Perguntas a responder »
1. Reproduza fielmente a parte do trecho que vai desde "SEQUENCIAMENTO DO GENE" até "Foster City, EUA).", inclusive.
2. Segundo o trecho, qual kit comercial foi usado na purificação do produto de RT-PCR?

══ Trecho

SEQUENCIAMENTO DO GENE G
Para as amostras que exibiram amplificação para o gene G, a purificação do produto RT-PCR foi realizada com o kit comercial QIAquick PCR Purification (QIAGEN, Maryland, EUA) seguindo as instruções do fabricante. O produto purificado foi quantificado para determinar a concentração de DNA e depois utilizado na reação de sequenciamento com o kit Big Dye® terminator Cycle Sequencing v3.1 (Applied Biosystem, Life Technologies, Califórnia, EUA). Posteriormente, as amostras foram submetidas à precipitação com isopropanol e etanol para remover o excesso de bases marcadas não incorporadas na reação. Após a precipitação, os espécimes foram novamente suspensos em formamida altamente deionizada e submetidos à eletroforese por sequenciamento automatizado ABIPrism 3130xl (Applied Biosystem, Foster City, EUA).
ANÁLISE DA SEQUÊNCIA DE NUCLEOTÍDIOS E INFERÊNCIAS FILOGENÉTICAS
As sequências obtidas do gene G foram montadas usando o software CAP326, alinhadas com MAFFT v7.22127 e editado com o Geneious v8.1.7 Bioinformatics Suite28 e comparado com sequências de outros vírus isolados e disponíveis no banco de genes GenBank, do programa BLAST29.

════
══ Registros fornecidos

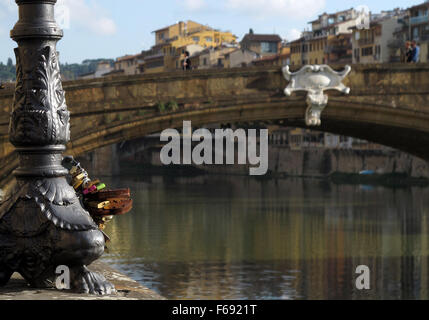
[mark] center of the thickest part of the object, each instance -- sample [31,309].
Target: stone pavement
[127,289]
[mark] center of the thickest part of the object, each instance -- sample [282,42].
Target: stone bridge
[388,104]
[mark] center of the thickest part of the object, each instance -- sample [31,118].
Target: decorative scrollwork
[40,115]
[315,79]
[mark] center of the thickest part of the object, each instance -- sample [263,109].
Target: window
[367,51]
[415,33]
[268,47]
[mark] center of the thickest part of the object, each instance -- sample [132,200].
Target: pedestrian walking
[187,62]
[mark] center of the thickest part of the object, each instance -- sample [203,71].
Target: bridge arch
[377,123]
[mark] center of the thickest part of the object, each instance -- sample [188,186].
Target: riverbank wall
[311,162]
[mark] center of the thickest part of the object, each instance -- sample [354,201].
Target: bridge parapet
[108,110]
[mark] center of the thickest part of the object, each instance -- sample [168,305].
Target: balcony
[395,43]
[365,41]
[419,20]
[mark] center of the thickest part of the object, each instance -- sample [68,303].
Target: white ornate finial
[315,79]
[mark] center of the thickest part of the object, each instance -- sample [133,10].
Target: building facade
[329,40]
[262,44]
[374,45]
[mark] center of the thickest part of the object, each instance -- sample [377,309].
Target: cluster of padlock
[101,204]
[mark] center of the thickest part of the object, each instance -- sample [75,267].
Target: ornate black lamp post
[43,224]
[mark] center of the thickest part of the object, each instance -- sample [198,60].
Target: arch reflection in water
[241,238]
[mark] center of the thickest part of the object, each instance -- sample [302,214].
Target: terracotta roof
[128,57]
[262,37]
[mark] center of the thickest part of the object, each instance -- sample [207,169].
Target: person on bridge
[416,51]
[187,62]
[408,52]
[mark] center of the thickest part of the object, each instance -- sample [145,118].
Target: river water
[228,237]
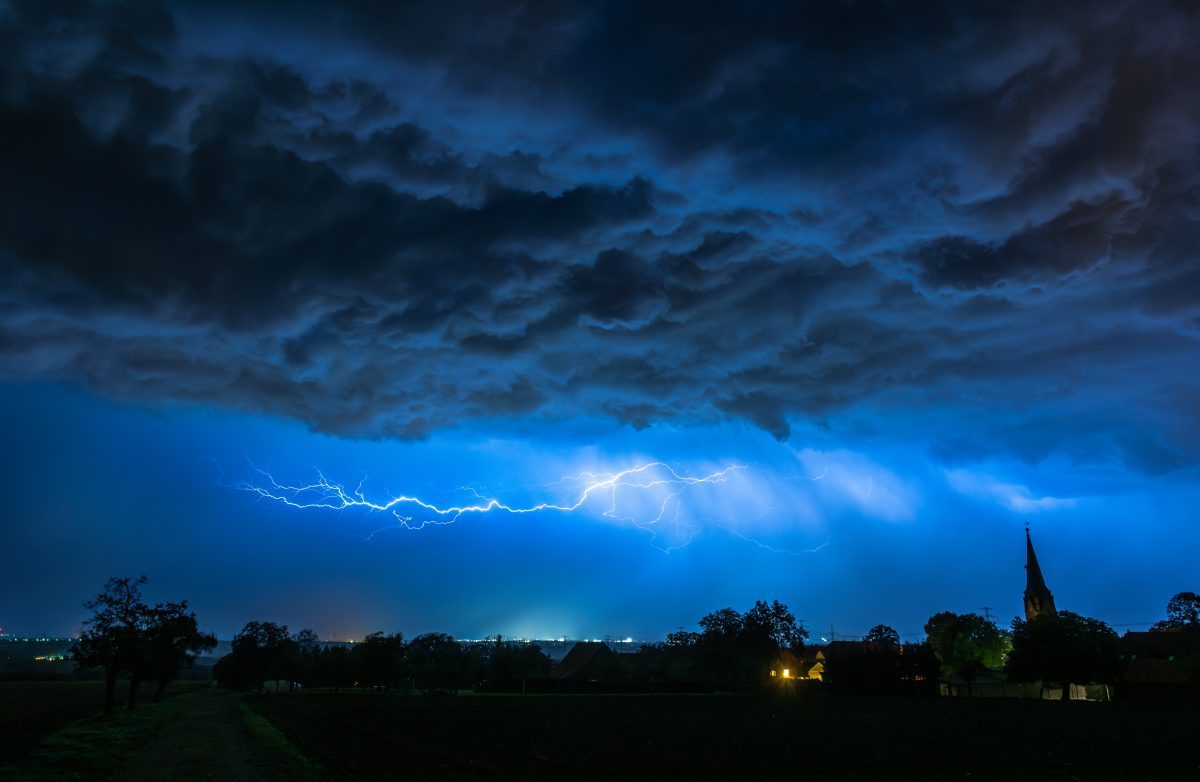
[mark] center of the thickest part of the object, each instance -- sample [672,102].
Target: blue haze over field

════

Resultados das tarefas »
1.
SEQUENCIAMENTO DO GENE G
Para as amostras que exibiram amplificação para o gene G, a purificação do produto RT-PCR foi realizada com o kit comercial QIAquick PCR Purification (QIAGEN, Maryland, EUA) seguindo as instruções do fabricante. O produto purificado foi quantificado para determinar a concentração de DNA e depois utilizado na reação de sequenciamento com o kit Big Dye® terminator Cycle Sequencing v3.1 (Applied Biosystem, Life Technologies, Califórnia, EUA). Posteriormente, as amostras foram submetidas à precipitação com isopropanol e etanol para remover o excesso de bases marcadas não incorporadas na reação. Após a precipitação, os espécimes foram novamente suspensos em formamida altamente deionizada e submetidos à eletroforese por sequenciamento automatizado ABIPrism 3130xl (Applied Biosystem, Foster City, EUA).

2. O kit QIAquick PCR Purification, da QIAGEN.